Start

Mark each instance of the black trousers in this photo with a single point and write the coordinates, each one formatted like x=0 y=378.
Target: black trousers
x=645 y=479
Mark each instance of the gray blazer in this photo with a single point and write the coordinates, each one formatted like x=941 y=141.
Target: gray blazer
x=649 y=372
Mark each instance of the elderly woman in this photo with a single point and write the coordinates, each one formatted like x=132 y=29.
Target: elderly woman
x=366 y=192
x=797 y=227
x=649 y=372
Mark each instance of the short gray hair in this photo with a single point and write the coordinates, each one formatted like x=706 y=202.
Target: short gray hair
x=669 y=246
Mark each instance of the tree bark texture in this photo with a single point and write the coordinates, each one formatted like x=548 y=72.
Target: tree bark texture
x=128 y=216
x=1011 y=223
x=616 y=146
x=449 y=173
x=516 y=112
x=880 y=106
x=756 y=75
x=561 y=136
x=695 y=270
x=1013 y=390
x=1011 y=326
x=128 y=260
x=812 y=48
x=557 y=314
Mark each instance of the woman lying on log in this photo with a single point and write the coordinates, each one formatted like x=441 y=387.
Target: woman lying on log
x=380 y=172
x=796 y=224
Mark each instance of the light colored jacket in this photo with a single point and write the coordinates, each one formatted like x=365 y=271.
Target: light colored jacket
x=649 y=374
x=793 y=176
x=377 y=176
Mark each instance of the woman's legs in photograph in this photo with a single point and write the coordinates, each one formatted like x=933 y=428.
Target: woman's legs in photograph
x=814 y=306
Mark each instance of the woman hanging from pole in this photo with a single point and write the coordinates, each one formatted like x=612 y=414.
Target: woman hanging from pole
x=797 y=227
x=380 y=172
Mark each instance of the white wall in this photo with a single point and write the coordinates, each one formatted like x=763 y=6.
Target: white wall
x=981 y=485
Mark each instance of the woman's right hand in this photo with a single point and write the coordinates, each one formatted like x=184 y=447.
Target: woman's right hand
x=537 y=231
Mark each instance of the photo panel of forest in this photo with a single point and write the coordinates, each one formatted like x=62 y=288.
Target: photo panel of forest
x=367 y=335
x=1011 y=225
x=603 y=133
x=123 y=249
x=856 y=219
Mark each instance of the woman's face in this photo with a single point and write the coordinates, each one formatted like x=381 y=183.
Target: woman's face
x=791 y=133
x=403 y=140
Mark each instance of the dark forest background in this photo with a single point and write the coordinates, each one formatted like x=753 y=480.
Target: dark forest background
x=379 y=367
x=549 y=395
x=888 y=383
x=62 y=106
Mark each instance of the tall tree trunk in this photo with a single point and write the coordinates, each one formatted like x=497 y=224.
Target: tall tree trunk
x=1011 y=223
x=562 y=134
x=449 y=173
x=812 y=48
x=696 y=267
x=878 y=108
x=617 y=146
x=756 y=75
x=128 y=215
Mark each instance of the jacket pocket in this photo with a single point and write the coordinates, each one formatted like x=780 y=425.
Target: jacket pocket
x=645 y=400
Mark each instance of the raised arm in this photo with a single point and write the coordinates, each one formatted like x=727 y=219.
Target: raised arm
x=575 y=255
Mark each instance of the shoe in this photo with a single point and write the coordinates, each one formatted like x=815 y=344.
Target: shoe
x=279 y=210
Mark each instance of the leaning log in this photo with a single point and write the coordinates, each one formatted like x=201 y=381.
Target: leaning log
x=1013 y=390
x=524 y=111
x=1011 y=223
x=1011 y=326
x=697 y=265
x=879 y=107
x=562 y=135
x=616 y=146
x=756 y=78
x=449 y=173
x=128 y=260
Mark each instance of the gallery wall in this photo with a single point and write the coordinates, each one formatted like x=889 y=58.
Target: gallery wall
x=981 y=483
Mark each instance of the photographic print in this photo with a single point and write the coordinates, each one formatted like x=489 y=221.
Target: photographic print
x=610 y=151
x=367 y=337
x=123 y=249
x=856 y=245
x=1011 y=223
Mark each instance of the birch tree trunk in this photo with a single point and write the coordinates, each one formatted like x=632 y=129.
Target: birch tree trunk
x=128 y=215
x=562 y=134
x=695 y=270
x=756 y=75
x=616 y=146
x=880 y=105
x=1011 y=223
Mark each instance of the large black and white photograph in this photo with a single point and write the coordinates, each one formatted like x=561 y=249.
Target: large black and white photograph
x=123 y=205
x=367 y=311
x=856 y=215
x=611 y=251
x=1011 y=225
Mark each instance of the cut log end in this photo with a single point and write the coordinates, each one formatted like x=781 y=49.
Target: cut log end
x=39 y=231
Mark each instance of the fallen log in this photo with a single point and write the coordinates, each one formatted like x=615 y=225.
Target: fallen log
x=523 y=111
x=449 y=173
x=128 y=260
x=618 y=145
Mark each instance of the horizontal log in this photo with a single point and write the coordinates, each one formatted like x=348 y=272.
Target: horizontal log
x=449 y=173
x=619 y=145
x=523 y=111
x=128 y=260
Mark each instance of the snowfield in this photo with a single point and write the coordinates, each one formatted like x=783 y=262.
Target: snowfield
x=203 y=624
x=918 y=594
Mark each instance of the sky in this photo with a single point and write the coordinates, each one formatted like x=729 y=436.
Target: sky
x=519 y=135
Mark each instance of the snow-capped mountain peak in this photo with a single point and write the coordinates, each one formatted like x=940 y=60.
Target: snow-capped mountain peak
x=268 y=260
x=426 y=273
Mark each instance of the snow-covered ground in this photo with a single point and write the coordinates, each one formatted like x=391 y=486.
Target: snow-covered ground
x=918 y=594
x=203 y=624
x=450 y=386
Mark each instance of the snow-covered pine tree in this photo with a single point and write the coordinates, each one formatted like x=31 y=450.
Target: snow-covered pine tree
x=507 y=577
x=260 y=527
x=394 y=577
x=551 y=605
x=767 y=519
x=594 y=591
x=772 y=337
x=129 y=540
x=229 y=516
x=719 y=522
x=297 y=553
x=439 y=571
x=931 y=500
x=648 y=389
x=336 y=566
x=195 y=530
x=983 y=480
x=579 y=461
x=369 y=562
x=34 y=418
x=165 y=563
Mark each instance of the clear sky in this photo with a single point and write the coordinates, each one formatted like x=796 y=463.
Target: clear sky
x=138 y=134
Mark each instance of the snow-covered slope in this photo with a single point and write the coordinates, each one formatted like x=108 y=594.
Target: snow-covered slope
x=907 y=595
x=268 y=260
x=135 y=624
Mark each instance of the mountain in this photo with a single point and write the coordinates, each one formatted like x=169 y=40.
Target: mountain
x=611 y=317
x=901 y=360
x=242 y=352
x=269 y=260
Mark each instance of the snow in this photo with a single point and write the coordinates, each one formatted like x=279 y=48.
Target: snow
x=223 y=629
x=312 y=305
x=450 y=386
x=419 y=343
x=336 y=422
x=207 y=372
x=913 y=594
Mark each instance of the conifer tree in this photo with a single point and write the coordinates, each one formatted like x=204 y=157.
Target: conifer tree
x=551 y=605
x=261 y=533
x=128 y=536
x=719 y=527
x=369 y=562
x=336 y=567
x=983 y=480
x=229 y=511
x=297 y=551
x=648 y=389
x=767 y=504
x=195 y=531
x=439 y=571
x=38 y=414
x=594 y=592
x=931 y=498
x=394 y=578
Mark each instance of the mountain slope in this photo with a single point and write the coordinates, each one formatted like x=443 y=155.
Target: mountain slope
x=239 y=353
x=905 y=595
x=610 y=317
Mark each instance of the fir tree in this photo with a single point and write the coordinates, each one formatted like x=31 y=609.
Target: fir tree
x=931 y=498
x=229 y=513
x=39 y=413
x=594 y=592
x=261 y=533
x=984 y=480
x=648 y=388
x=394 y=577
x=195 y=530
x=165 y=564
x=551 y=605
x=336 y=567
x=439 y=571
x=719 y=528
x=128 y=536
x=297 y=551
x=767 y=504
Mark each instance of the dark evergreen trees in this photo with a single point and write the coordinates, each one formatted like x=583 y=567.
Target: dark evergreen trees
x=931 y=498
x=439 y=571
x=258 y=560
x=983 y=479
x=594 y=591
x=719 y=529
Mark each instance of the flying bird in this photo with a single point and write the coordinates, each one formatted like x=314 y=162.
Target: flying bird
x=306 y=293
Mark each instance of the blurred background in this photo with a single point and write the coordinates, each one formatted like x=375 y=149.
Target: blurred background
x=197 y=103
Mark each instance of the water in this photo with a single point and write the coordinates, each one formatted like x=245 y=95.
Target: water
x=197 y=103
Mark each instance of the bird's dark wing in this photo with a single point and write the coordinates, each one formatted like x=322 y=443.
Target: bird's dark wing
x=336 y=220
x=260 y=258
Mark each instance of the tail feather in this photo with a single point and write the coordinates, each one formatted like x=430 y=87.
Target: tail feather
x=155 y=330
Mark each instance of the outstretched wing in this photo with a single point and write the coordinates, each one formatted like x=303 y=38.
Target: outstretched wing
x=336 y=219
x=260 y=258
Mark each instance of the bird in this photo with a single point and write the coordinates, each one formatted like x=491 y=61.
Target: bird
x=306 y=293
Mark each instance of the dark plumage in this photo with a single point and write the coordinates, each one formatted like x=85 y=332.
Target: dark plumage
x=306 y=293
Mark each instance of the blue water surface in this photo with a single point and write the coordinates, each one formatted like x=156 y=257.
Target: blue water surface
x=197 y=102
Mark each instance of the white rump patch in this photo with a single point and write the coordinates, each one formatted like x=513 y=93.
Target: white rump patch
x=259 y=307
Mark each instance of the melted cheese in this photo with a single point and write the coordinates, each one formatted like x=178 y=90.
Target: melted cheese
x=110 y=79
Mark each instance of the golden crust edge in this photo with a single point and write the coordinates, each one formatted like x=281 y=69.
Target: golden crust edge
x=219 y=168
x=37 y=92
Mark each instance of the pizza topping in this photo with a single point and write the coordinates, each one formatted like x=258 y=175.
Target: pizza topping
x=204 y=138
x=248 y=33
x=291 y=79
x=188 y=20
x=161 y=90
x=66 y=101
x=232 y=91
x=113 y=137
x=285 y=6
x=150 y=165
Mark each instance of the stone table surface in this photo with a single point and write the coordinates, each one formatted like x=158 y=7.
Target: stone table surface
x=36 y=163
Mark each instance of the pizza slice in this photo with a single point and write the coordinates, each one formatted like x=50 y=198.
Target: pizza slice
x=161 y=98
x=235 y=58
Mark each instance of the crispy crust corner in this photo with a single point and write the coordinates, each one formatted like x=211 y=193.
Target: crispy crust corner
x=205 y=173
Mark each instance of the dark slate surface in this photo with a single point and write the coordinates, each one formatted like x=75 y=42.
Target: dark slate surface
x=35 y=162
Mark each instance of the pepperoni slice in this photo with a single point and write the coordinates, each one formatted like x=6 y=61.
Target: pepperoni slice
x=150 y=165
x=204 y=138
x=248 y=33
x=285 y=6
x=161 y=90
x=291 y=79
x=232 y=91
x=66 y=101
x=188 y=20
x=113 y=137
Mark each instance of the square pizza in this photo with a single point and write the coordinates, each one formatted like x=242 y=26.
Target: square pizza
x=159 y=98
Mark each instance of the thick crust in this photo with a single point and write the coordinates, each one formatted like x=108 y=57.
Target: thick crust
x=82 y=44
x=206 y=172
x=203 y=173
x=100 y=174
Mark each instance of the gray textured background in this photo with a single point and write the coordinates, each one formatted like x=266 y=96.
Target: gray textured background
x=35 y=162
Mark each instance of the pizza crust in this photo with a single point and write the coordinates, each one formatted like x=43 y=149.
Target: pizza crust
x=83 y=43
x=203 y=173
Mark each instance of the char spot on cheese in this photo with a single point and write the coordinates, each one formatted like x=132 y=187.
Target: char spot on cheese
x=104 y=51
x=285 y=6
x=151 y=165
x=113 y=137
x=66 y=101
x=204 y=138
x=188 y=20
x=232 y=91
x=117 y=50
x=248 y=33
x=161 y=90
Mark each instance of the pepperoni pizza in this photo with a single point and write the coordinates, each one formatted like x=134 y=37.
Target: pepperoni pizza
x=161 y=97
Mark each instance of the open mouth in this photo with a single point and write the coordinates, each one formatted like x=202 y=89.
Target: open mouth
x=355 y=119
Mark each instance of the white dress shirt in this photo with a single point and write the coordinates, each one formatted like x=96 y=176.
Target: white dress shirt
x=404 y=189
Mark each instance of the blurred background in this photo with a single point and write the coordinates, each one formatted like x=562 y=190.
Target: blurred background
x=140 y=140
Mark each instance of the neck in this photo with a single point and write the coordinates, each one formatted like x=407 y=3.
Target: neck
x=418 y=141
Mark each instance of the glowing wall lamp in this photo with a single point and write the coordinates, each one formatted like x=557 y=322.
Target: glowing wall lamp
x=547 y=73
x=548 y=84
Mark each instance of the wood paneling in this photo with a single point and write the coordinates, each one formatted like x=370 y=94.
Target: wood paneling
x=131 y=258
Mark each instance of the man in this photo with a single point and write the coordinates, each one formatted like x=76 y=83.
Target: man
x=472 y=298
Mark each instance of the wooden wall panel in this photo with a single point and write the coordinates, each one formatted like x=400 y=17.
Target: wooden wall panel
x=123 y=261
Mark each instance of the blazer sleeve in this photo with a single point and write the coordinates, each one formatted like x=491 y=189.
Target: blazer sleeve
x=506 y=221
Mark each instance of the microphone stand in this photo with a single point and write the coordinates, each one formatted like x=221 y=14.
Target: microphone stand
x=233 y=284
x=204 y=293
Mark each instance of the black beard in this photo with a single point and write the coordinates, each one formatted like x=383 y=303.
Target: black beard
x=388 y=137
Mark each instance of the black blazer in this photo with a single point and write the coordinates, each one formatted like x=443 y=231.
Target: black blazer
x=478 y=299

End

▶ **Task**
List the lines from the start of the items above through the line containing "x=645 y=479" as a numbered list, leaving out any blank lines.

▶ **Completed task**
1. Mark each instance of the black trousers in this photo with a single point and write the coordinates, each one formatted like x=0 y=378.
2. Target: black trousers
3. x=645 y=479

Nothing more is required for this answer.